Pagina:Album der Natuur 1856 en 1857.djvu/897

Uit Wikisource
Deze pagina is proefgelezen
 

WETENSCHAPPELIJK BIJBLAD.


 

Het beste metaal voor bliksemafleiders.—Voor eenigen tijd heb ik in bijzondere omstandigheden aanleiding gevonden tot een onderzoek naar de betrekkelijke waarde der verschillende metalen, die voor afleiders kunnen worden gebezigd. Ik vlei mij dat een verslag van de overwegingen, die mij bij dat onderzoek hebben geleid, en van de numerische uitkomsten daarvan, niet geheel van belang zal ontbloot zijn, en geef dit dus hier, als eene aanvulling van wat ik vroeger in het Album over bliksemafleiders heb opgeteekend.

■ Opdracht 1:
Wat heeft de auteur volgens het fragment over bliksemafleiders onderzocht?
■ Opdracht 2:
Schrijf in het fragment over bliksemafleiders het stuk van "Het beste metaal" tot en met "bliksemafleiders heb opgeteekend." opnieuw uit, met "tijdschrift" in plaats van "Album".

Invoer voor het labelen van kaders
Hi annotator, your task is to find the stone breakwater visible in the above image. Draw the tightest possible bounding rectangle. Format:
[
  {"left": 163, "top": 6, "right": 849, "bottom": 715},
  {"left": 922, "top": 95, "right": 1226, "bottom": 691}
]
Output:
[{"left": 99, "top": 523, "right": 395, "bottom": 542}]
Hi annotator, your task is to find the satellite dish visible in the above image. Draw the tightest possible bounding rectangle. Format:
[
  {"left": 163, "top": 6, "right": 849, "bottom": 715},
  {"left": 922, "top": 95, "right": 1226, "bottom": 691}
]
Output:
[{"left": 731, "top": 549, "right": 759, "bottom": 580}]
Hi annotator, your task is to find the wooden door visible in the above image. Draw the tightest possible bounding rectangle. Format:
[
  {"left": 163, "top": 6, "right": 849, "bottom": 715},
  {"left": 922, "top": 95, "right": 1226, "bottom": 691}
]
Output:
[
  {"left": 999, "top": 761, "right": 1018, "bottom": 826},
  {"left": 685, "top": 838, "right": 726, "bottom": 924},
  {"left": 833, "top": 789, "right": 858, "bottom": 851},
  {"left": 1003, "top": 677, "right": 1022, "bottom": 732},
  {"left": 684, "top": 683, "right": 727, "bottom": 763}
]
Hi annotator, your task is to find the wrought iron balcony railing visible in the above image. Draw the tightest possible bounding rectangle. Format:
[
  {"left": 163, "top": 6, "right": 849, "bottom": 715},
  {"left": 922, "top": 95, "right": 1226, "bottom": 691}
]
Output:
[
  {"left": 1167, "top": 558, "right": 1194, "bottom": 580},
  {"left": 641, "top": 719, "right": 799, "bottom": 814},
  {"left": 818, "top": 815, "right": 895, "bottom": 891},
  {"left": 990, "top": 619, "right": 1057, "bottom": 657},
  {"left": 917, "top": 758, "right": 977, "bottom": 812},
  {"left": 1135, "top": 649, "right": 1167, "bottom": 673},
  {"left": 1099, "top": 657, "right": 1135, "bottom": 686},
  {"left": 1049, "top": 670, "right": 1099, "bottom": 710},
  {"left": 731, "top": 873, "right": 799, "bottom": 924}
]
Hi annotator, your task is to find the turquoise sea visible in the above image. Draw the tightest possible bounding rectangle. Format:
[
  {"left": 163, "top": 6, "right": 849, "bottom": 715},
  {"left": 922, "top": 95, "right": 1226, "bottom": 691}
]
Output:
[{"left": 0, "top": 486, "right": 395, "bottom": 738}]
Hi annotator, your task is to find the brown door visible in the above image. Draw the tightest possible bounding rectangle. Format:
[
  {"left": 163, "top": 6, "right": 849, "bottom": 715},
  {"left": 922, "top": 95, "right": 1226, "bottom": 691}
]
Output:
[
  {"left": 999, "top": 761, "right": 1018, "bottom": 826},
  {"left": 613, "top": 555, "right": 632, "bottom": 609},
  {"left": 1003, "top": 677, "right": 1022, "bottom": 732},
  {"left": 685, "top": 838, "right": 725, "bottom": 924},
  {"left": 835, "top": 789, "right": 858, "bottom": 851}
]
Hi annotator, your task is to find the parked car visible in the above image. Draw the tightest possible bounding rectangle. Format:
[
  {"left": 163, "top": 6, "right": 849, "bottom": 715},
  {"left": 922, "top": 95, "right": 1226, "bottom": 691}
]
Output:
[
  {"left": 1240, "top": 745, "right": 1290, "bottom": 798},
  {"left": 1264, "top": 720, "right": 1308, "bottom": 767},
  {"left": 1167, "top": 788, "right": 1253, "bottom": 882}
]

■ Uitgewerkte oplossing 1:
De betrekkelijke waarde der verschillende metalen die voor afleiders kunnen worden gebezigd.

■ Uitgewerkte oplossing 2:
Het beste metaal voor bliksemafleiders.—Voor eenigen tijd heb ik in bijzondere omstandigheden aanleiding gevonden tot een onderzoek naar de betrekkelijke waarde der verschillende metalen, die voor afleiders kunnen worden gebezigd. Ik vlei mij dat een verslag van de overwegingen, die mij bij dat onderzoek hebben geleid, en van de numerische uitkomsten daarvan, niet geheel van belang zal ontbloot zijn, en geef dit dus hier, als eene aanvulling van wat ik vroeger in het tijdschrift over bliksemafleiders heb opgeteekend.